*WHAT YOU HAVE TO DO:* So that nothing is lost, write out all the lines below exactly.

*Point localization data:*
..........
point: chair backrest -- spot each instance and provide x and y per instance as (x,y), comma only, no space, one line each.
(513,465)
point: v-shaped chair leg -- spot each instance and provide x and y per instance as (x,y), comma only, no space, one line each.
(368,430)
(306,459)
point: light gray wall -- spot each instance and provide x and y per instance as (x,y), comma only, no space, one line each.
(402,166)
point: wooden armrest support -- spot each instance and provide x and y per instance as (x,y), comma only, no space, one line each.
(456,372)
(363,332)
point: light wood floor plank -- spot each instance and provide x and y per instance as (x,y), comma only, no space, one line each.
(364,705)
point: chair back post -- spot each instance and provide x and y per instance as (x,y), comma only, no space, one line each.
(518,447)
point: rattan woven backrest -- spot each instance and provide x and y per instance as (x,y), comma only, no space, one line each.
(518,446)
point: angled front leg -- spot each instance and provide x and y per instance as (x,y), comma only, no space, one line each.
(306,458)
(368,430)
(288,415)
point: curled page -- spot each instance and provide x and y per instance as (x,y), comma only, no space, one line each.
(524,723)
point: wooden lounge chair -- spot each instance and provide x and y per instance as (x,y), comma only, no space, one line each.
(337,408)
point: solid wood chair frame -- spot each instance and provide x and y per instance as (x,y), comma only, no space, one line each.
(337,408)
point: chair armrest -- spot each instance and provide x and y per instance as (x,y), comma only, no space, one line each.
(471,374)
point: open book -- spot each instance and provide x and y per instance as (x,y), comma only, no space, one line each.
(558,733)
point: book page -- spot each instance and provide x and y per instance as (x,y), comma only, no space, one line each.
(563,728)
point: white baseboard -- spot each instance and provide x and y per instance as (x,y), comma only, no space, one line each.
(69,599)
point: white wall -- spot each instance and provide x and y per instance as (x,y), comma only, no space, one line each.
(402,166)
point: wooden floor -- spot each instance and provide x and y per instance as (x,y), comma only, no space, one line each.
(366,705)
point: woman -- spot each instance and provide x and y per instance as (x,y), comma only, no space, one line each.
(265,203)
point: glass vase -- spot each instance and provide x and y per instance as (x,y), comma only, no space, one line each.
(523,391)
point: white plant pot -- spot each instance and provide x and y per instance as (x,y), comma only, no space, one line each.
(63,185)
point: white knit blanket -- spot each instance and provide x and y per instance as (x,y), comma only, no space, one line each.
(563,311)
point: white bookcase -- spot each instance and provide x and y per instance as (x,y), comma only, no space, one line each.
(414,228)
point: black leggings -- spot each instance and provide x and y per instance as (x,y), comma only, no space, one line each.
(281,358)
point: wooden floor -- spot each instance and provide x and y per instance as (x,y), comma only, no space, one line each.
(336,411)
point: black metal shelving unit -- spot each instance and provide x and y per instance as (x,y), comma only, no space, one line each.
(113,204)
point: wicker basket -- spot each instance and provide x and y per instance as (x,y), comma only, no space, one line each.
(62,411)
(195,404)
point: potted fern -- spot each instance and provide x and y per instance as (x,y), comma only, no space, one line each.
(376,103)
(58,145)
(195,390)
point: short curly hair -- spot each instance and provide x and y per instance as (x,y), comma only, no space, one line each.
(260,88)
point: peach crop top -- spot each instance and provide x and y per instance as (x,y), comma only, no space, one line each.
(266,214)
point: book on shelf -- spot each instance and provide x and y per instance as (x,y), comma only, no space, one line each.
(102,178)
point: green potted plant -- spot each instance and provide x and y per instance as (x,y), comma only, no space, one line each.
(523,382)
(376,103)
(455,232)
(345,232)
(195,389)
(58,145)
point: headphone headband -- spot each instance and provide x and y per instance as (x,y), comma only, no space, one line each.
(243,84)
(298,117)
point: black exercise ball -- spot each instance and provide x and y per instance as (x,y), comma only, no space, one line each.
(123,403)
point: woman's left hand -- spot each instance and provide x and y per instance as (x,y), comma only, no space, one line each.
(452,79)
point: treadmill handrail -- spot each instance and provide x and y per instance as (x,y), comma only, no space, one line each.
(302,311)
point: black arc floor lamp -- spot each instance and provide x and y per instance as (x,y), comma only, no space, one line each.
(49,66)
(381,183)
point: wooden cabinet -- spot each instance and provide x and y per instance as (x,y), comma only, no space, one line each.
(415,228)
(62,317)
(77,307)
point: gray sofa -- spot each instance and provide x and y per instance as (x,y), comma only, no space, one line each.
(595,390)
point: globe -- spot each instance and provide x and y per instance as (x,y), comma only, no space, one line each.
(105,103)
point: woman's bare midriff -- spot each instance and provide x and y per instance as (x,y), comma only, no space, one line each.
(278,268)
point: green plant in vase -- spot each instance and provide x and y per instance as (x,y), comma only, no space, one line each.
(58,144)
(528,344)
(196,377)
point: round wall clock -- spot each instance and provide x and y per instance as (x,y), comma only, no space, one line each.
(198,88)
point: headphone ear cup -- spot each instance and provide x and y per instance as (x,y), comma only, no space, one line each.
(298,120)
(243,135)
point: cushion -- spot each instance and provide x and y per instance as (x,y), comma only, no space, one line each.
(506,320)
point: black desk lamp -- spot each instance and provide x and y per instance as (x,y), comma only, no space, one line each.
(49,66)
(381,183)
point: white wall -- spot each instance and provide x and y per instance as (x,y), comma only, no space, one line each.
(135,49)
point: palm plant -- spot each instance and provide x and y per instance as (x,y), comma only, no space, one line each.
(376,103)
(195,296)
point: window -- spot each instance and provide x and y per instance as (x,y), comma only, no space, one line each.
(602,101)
..........
*RESPONSE AREA:*
point: chair backrest -- spot each instance and provide x and y per instance as (x,y), comma only, no space, one line each.
(513,465)
point: v-shaped chair leg -- spot each instance and provide x and y per instance as (x,y), comma only, no space, one line each.
(368,430)
(306,459)
point: light gray wall -- spot each instance and provide x and y per instance as (x,y), comma only, no space, one line each.
(402,166)
point: wooden armrest support -- spot each instance and provide x and y per instance as (x,y), comma only, no space, one line each.
(456,372)
(363,332)
point: light wood floor plank -- spot each instance and provide x and y per instance as (x,y), comma only, no space, one line each.
(364,705)
point: chair back post -- spot each instance and provide x and y per instance as (x,y), comma only, no space, one line each.
(518,447)
point: rattan woven backrest -- spot each instance and provide x and y per instance as (x,y), comma only, no space, one line each.
(518,446)
point: angled front leg -- spot each instance and provide x and y per instance as (x,y), comma only, no space, one line each.
(306,458)
(368,430)
(288,415)
point: curled page -- spot each instance and provide x and y per instance as (x,y), comma only, no space, one line each.
(524,723)
point: wooden lounge chair -- spot each instance and provide x and y per instance as (x,y), comma only, no space, one line each.
(337,408)
point: solid wood chair frame -- spot each instance and provide x and y per instance as (x,y), comma only, no space, one line each.
(337,408)
point: chair armrest -- spot each instance and provide x and y per instance as (x,y), comma only, no space, one line each.
(471,374)
point: open book -- spot each instance and provide x and y per instance as (x,y), comma only, no space, one line each.
(558,733)
point: book page -- spot each instance and provide x and y per instance as (x,y), comma only, no space, one line each.
(563,728)
point: white baseboard -- spot each instance and provide x and y per instance as (x,y), comma only, no space, one line each.
(69,599)
point: white wall -- spot each instance and provide x and y per instance as (x,y), comma only, no space, one line each.
(402,166)
point: wooden floor -- spot each instance and provide x and y per instance as (x,y), comma only, no space, one line each.
(366,705)
point: woman -- spot each instance and provide x and y per instance as (x,y), comma only, no space, one line each.
(265,203)
point: glass vase -- spot each instance and provide x and y per instance as (x,y), comma only, no space, one line each.
(523,391)
point: white plant pot -- spot each instance and provide x and y per instance as (x,y), comma only, no space, one line each.
(63,185)
point: white knit blanket -- spot each instance and provide x and y per instance as (x,y), comma only, no space, one line each.
(563,311)
point: white bookcase -- spot each instance and provide x and y per instance as (x,y), comma only, no space, one line each.
(414,228)
point: black leggings -- spot each instance and provide x and y per instance as (x,y), comma only, no space, one line each.
(281,358)
point: wooden floor -- spot each instance and provide x and y per instance as (x,y), comma only, no space, one line each.
(336,411)
point: black metal shelving unit -- spot each instance and provide x and y per instance as (x,y), comma only, no space, one line each.
(113,204)
point: wicker basket -- spot each instance and provide x and y per instance as (x,y), comma only, no space, one line each.
(62,411)
(195,404)
point: potted fern -- spot each instance and provide x and y per instance as (x,y), comma only, no space, one line each.
(376,103)
(58,145)
(195,390)
point: short curly hair -- spot each instance and provide x and y per instance as (x,y), comma only, no space, one line each.
(260,88)
point: peach crop top -- spot each instance and provide x and y per instance as (x,y), comma only, no space, one line each.
(266,214)
point: book on shelf -- spot each instance and provide x and y per instance as (x,y), comma only, no space, one line each.
(102,178)
point: green potted plant -- spot each instance and provide x and y per instance as (x,y), comma only, no space, one line each.
(523,382)
(376,103)
(455,232)
(345,232)
(195,389)
(58,145)
point: headphone headband -- spot each instance and provide x and y per instance as (x,y), comma only, no space, one line each.
(243,84)
(298,117)
point: black exercise ball -- spot each instance and provide x and y per instance as (x,y), comma only, no space, one line each.
(123,403)
point: woman's left hand -- spot each instance and provide x and y per instance as (x,y), comma only, no space, one line each.
(452,79)
point: treadmill handrail -- spot each instance and provide x and y per instance as (x,y), comma only, no space, one line each.
(302,311)
point: black arc floor lamp -- spot each instance and provide x and y per instance as (x,y), comma only, no space, one line each.
(49,66)
(381,183)
point: wooden cabinet -- spot each instance and provide x and y per instance as (x,y), comma only, no space, one line each.
(415,228)
(62,317)
(77,307)
point: gray sofa -- spot each instance and provide x and y per instance as (x,y), comma only, no space, one line each.
(595,390)
point: globe -- spot each instance and provide x and y per instance as (x,y), comma only, no space, one line each.
(105,103)
point: woman's bare midriff -- spot each instance and provide x and y per instance as (x,y), comma only, no space, one line each.
(278,268)
point: green plant in vase -- spot each instance and provide x and y per instance as (x,y), comma only, no space, one line each.
(58,144)
(528,344)
(196,377)
point: round wall clock -- spot each instance and provide x and y per instance as (x,y), comma only, no space, one line each.
(198,88)
point: headphone ear cup -- spot each instance and provide x and y per instance as (x,y), comma only, no space, one line each.
(298,120)
(243,135)
point: cushion -- spot each instance and provide x and y per instance as (x,y), comma only, no space, one line each.
(506,320)
point: black desk lamp -- spot each instance and provide x and y per instance as (x,y), comma only, no space, one line each.
(49,66)
(381,183)
point: white wall -- spot each instance and provide x and y per instance as (x,y), comma only, no space, one line each.
(135,49)
point: palm plant -- spot each instance and provide x and y per instance as (x,y), comma only, no space, one line each.
(376,103)
(195,296)
point: window -- spot each instance and provide x and y per instance as (x,y), comma only, no space, one line each.
(602,101)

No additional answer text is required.